___ Excerpted passage

If facing such a situation, a consumer may be inclined to visit the SRA’s website and there is a section which mentions closure, but then only focuses on what happens when a firm is intervened in. The website is silent on what to do if your solicitor has ‘voluntarily’ closed.

So what about the future? Last year’s draft Solicitors Handbook, at chapter 10, includes mandatory outcomes (O3 and O13) and indicative behaviors (IB3-6) relating to activities that stem from financial concerns. The focus is on early SRA notification and achieving the “orderly and transparent wind-down”.

If a failing law firm were a school, it would be put into “special measures” and receive an avalanche of support to ensure that the school did not fail (failure not being an option in an education environment). There is no evidence of a proposed “help” fund or groups of SRA advisors that are can be deployed with the aim of supporting firms and clients in such a situation. The rules are drafted to focus on what level of information is given to the SRA by reference to overriding principles, which will, of course, encompass acting in the client’s best interests.

Relationships come to an end but the customer-focused challenge for law firms is allowing the client to play a positive part, exercising some control in the future conduct of their claim and, for the regulator who will be focusing on outcomes, the creation of a culture that allows firms to notify problems as they arise in the spirit of gaining assistance rather than in fear of a penalty.

______
___ Extracted entries

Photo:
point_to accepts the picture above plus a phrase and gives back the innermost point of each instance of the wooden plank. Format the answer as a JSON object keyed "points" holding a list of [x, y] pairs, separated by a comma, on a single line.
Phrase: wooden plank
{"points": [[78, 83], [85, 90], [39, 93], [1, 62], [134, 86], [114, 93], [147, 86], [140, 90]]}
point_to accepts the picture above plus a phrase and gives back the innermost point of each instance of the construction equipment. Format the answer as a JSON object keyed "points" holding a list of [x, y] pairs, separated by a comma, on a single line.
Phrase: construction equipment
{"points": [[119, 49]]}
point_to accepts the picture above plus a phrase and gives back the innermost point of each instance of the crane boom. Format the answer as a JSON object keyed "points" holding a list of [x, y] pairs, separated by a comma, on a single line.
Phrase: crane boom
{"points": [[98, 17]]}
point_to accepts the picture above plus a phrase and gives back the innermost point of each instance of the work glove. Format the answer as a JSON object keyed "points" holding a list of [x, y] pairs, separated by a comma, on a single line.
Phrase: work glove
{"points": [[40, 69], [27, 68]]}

______

_Actions to take_.
• 1. Check each statement against the passage on failing law firms and answer yes or no, quoting the words of the passage that decide it: (a) The SRA's website explains what to do if a solicitor has voluntarily closed. (b) Chapter 10 of the draft Solicitors Handbook covers activities that stem from financial concerns. (c) There is evidence of a proposed help fund for firms in difficulty.
• 2. In the passage on failing law firms, what is the stated focus of chapter 10 of the draft Solicitors Handbook?

_Written responses_.
• 1.
(a) No: "The website is silent on what to do if your solicitor has ‘voluntarily’ closed."
(b) Yes: "Last year’s draft Solicitors Handbook, at chapter 10, includes mandatory outcomes (O3 and O13) and indicative behaviors (IB3-6) relating to activities that stem from financial concerns."
(c) No: "There is no evidence of a proposed “help” fund or groups of SRA advisors"

• 2. Early SRA notification and achieving the “orderly and transparent wind-down”.